ENTRIES:
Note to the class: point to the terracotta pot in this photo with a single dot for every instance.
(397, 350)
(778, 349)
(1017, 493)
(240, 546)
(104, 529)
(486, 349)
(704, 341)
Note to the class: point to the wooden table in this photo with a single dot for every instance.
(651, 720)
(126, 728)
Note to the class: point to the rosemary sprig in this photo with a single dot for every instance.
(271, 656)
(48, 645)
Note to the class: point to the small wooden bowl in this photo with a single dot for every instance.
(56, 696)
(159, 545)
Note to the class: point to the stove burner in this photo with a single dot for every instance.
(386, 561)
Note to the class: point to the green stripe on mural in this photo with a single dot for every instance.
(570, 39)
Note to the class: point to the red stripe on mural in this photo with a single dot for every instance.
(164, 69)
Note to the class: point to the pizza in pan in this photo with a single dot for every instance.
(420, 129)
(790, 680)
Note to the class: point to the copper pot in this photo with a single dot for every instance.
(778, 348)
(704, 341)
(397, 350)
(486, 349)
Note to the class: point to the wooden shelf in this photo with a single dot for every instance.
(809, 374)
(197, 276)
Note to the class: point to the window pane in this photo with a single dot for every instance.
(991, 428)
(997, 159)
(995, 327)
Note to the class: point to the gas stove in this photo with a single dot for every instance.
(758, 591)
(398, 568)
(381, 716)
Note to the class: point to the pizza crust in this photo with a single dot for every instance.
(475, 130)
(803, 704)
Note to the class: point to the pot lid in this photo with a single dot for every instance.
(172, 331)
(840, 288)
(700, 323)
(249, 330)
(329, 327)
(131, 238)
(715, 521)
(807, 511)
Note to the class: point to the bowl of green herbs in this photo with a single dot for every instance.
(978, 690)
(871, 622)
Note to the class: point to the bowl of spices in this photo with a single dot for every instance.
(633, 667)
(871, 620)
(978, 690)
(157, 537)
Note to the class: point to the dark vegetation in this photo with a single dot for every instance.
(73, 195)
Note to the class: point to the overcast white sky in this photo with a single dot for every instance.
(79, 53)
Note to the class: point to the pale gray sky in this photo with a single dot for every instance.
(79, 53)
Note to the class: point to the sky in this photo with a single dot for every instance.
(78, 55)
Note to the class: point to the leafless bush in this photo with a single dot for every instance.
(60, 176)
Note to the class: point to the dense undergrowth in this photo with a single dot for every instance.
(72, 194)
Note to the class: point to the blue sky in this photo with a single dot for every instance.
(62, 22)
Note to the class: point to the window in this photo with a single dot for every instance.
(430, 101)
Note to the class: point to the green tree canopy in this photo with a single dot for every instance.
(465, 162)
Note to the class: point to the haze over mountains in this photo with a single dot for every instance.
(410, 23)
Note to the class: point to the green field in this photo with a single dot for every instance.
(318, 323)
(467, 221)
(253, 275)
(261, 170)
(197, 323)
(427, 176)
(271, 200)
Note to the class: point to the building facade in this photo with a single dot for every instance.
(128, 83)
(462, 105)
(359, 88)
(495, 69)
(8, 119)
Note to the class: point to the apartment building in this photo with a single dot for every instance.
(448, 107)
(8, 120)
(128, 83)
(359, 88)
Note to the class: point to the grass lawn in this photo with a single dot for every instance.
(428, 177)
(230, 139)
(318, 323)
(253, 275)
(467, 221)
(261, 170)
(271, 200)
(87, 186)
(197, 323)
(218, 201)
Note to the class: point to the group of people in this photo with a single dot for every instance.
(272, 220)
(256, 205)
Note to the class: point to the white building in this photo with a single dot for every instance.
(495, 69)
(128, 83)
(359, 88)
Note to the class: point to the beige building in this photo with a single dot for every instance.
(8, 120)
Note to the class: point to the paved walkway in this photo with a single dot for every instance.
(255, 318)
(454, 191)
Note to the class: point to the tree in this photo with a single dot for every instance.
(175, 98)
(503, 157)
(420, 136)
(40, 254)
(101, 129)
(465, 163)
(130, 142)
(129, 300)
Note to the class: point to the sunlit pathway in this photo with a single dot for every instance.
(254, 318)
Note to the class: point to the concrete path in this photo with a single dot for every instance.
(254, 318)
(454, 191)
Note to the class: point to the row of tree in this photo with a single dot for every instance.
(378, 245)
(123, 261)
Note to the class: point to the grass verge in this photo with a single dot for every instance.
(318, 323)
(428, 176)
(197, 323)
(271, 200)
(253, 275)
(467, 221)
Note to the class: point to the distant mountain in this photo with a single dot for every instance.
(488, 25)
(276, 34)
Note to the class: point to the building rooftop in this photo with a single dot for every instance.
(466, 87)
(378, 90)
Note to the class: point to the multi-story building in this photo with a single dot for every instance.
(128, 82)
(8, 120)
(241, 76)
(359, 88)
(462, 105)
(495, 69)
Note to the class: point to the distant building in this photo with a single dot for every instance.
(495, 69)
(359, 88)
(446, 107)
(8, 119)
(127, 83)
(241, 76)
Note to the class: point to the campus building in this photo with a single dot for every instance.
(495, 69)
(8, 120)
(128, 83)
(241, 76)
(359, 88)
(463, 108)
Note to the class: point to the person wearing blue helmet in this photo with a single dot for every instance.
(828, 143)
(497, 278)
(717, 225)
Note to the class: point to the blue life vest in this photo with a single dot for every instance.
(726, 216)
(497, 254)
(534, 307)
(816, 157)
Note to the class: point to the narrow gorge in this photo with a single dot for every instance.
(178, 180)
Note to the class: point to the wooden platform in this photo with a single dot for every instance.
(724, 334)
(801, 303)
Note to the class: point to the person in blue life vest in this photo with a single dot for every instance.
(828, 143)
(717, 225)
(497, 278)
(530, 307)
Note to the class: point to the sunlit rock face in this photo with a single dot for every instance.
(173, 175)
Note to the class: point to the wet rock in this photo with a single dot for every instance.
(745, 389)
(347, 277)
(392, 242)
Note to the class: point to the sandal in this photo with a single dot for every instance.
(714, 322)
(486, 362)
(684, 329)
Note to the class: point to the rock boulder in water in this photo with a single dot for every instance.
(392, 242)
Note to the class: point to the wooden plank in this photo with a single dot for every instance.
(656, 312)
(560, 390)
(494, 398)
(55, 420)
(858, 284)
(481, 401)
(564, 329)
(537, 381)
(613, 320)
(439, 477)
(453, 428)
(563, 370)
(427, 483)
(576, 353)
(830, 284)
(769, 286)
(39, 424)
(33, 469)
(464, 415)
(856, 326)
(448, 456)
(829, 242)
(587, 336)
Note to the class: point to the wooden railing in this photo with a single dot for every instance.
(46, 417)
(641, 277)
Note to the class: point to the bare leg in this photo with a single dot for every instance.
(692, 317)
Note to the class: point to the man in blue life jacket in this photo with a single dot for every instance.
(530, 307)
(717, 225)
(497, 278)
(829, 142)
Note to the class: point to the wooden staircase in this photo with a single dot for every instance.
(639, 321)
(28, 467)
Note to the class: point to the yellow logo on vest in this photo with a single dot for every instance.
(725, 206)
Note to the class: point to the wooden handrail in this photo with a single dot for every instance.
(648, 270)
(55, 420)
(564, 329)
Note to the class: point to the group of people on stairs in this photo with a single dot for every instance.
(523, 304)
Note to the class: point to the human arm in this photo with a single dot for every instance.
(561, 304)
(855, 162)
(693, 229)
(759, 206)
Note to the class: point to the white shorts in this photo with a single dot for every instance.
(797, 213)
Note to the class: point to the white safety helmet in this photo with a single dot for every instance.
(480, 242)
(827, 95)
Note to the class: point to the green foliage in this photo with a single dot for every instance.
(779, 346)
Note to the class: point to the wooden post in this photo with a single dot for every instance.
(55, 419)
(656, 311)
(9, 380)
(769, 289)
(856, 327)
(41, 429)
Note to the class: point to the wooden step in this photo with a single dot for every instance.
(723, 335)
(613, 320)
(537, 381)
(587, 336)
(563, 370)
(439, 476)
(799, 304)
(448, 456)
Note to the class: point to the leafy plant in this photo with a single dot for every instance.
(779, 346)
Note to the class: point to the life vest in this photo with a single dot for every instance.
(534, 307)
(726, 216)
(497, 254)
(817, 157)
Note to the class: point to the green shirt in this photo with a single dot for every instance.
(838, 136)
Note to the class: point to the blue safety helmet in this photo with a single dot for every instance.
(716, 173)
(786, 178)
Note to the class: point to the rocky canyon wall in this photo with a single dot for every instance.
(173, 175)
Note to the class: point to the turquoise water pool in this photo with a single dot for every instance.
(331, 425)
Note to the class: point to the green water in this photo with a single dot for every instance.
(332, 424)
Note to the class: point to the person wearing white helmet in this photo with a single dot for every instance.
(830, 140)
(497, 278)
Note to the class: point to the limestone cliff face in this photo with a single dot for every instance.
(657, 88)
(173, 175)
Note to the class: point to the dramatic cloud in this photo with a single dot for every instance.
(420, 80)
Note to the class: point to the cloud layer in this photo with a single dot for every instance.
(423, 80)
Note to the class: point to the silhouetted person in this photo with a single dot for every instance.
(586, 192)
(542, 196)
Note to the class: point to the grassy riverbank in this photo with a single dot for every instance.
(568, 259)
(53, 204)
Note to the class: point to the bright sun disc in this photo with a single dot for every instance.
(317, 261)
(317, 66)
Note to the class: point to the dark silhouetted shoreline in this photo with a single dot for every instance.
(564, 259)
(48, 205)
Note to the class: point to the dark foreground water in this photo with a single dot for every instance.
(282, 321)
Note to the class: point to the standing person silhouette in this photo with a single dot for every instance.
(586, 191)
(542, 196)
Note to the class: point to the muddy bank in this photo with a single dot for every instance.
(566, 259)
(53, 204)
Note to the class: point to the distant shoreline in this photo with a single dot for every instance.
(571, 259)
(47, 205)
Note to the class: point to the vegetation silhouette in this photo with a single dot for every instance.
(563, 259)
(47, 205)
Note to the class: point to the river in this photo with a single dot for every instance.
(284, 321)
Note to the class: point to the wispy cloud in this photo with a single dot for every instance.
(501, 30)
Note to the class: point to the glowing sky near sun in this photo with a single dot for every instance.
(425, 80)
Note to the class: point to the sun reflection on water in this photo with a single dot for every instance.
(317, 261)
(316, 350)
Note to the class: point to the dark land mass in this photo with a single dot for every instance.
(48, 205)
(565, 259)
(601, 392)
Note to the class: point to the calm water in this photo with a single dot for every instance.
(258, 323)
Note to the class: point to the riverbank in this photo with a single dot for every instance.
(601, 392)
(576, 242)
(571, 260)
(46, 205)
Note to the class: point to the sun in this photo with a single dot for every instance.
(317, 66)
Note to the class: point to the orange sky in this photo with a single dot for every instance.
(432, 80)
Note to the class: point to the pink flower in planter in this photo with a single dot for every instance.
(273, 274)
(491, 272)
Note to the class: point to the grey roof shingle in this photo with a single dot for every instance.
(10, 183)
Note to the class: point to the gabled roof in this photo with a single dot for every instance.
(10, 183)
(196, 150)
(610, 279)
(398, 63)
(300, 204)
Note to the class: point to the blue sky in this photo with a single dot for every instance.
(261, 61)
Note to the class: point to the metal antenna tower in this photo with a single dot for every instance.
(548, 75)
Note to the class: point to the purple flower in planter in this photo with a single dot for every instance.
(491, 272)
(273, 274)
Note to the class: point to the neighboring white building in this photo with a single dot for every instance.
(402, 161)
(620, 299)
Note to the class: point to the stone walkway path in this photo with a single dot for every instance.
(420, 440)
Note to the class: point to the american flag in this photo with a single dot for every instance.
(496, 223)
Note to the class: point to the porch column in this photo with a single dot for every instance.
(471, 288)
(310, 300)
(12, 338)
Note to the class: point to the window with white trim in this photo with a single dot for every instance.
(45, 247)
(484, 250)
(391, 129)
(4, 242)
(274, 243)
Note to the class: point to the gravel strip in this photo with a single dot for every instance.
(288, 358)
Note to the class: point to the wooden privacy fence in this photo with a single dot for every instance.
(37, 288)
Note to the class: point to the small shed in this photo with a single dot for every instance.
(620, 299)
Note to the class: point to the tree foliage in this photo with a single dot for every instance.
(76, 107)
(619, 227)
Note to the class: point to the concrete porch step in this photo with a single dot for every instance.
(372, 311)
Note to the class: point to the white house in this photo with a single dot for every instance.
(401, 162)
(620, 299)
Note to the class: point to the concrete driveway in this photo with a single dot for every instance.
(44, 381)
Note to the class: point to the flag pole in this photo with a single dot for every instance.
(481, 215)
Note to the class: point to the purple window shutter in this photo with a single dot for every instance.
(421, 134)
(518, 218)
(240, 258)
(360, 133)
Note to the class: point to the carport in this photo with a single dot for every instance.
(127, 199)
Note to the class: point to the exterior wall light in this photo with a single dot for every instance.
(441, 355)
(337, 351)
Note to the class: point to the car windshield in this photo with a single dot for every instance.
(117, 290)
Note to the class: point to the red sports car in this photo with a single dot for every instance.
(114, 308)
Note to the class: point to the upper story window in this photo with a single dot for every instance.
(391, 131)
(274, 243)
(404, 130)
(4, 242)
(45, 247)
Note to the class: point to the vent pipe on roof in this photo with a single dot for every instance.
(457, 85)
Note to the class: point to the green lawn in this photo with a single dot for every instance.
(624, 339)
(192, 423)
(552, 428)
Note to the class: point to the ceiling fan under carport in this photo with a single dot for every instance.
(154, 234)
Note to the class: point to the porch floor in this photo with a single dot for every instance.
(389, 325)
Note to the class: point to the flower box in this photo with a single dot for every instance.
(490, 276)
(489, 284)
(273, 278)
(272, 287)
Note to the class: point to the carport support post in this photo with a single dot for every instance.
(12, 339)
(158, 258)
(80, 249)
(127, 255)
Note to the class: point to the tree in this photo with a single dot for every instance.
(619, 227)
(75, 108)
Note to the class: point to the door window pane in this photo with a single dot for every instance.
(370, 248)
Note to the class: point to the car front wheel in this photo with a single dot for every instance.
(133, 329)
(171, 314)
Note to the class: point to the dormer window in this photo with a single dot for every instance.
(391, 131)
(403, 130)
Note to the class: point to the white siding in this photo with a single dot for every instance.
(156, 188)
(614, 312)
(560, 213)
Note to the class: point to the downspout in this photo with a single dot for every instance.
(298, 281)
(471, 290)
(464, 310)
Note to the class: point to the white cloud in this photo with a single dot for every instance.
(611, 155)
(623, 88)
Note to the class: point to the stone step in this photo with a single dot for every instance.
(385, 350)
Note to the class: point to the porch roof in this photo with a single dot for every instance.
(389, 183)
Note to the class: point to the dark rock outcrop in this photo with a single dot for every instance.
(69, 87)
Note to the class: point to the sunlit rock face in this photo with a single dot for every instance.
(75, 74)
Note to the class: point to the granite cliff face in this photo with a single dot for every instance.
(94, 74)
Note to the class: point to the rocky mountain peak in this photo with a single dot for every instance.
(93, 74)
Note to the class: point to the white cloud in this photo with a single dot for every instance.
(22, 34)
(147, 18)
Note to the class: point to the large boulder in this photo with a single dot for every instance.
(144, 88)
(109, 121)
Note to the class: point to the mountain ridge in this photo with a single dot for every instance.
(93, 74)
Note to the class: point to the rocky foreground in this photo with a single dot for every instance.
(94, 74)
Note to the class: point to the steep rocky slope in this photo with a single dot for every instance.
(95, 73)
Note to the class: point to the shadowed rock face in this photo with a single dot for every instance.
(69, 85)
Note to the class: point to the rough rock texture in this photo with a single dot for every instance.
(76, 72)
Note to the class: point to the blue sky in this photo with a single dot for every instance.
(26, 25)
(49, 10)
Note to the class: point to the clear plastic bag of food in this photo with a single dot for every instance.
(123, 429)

REQUIRED WORK: From the line that contains "Note to the class: point to the steep" down to the last line of the listing above, repeat each line exactly, and include nothing else.

TASK ANSWER:
Note to the class: point to the steep rocky slope in this photo with a single dot for every instance.
(95, 73)
Note to the class: point to the shadowed rock face in this photo with a single dot for every instance.
(69, 85)
Note to the class: point to the rough rock texture in this photo with a single dot for every instance.
(76, 72)
Note to the class: point to the blue sky in this photo with a single dot for every instance.
(26, 25)
(49, 10)
Note to the class: point to the clear plastic bag of food in this photo with a single dot for every instance.
(123, 429)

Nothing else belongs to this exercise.